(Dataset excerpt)

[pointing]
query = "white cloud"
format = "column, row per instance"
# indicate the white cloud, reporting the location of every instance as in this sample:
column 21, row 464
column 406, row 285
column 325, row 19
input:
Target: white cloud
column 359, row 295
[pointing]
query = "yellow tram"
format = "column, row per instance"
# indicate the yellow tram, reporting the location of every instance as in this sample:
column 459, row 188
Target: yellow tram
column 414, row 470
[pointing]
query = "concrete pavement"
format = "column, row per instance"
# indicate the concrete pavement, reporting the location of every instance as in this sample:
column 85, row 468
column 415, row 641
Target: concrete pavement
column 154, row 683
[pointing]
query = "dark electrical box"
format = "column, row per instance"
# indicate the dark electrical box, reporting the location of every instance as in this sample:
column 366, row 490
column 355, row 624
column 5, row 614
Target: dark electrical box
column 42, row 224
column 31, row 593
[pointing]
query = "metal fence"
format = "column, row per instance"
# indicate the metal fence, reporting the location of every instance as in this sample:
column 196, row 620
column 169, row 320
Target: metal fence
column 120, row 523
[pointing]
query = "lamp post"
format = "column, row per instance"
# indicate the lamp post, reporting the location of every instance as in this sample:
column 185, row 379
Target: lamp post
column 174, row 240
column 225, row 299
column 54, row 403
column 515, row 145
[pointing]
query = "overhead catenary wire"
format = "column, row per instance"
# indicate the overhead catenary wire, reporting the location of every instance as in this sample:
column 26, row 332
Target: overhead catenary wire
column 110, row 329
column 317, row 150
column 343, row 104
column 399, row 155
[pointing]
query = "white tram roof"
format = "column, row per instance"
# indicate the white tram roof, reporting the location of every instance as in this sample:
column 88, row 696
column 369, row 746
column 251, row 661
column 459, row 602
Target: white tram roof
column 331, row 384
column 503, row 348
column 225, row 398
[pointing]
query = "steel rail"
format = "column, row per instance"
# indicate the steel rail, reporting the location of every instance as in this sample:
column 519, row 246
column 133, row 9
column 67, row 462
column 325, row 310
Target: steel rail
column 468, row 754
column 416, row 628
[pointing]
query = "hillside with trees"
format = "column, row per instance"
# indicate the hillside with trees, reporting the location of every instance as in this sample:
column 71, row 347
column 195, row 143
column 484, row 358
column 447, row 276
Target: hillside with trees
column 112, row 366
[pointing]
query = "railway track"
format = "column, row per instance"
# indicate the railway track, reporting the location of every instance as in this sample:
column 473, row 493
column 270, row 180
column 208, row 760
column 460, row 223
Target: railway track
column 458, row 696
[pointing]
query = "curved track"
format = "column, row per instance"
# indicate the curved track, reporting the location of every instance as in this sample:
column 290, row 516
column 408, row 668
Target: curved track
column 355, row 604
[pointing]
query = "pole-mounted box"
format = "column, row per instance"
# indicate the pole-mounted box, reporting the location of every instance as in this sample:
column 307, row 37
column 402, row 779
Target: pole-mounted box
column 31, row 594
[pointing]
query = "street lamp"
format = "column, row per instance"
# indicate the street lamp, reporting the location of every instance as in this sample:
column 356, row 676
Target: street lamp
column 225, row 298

### Your objective:
Can you rewrite the material above with every "indicate" changed to "mark" and nothing else altered?

### Correct response:
[pointing]
query = "white cloud"
format = "column, row per instance"
# mark the white cloud, reporting the location of every instance as in this sample:
column 21, row 464
column 406, row 285
column 325, row 19
input:
Target: white cloud
column 359, row 295
[pointing]
query = "yellow tram"
format = "column, row per instance"
# mark the yellow tram, reporting the location of every instance as in this sample:
column 459, row 188
Target: yellow tram
column 414, row 470
[pointing]
query = "concrete pavement"
format = "column, row per instance"
# mark the concrete pavement, reporting the location of every instance as in this sample:
column 85, row 468
column 415, row 641
Target: concrete pavement
column 154, row 683
[pointing]
query = "dark electrical box"
format = "column, row per instance"
# mark the dark electrical box, reporting the location of every instance as in this sample:
column 366, row 490
column 355, row 624
column 5, row 614
Target: dark electrical box
column 42, row 224
column 31, row 593
[pointing]
query = "metal fence"
format = "column, row per instance"
# mark the metal fence, reporting the location of every instance as in this sample:
column 196, row 620
column 169, row 320
Target: metal fence
column 120, row 523
[pointing]
query = "lamp post"
format = "column, row per instance"
# mark the lamp post, reporting the location of every instance as in this sample:
column 185, row 379
Target: lamp post
column 174, row 240
column 225, row 299
column 54, row 403
column 515, row 145
[pointing]
query = "overhead catenary wire"
format = "column, row per instance"
# mark the overhead catenary wire, reporting the location of every instance as in this sample:
column 26, row 332
Target: overhead catenary wire
column 110, row 329
column 317, row 150
column 343, row 104
column 399, row 155
[pointing]
query = "white tram roof"
format = "column, row per instance"
# mark the white tram roof, reporting the location of every instance as in this sample:
column 88, row 696
column 369, row 746
column 251, row 661
column 459, row 602
Target: white tram roof
column 331, row 384
column 503, row 348
column 225, row 398
[pointing]
query = "steel rail"
format = "column, row per instance"
# mark the steel rail, reporting the location of every instance as in this sample:
column 519, row 246
column 133, row 9
column 67, row 462
column 325, row 310
Target: steel rail
column 468, row 754
column 416, row 628
[pointing]
query = "hillside with trees"
format = "column, row per instance"
# mark the hillside with trees, reporting the location of every instance as in this sample:
column 71, row 347
column 195, row 143
column 484, row 358
column 447, row 276
Target: hillside with trees
column 112, row 366
[pointing]
query = "railway track"
format = "column, row per instance"
# mark the railway track, reporting the location of every instance as in this sample:
column 473, row 493
column 270, row 180
column 208, row 760
column 460, row 223
Target: railway track
column 458, row 696
[pointing]
query = "curved track"
format = "column, row per instance"
# mark the curved track, reporting the location of every instance as in this sample:
column 290, row 516
column 408, row 668
Target: curved track
column 355, row 604
[pointing]
query = "pole-mounted box"
format = "column, row per instance"
# mark the pole-mounted box, reporting the location of every instance as in this sample:
column 307, row 37
column 402, row 779
Target: pole-mounted box
column 31, row 594
[pointing]
query = "street lamp"
format = "column, row per instance"
# mark the street lamp, reporting the location of every instance as in this sample:
column 356, row 676
Target: street lamp
column 225, row 298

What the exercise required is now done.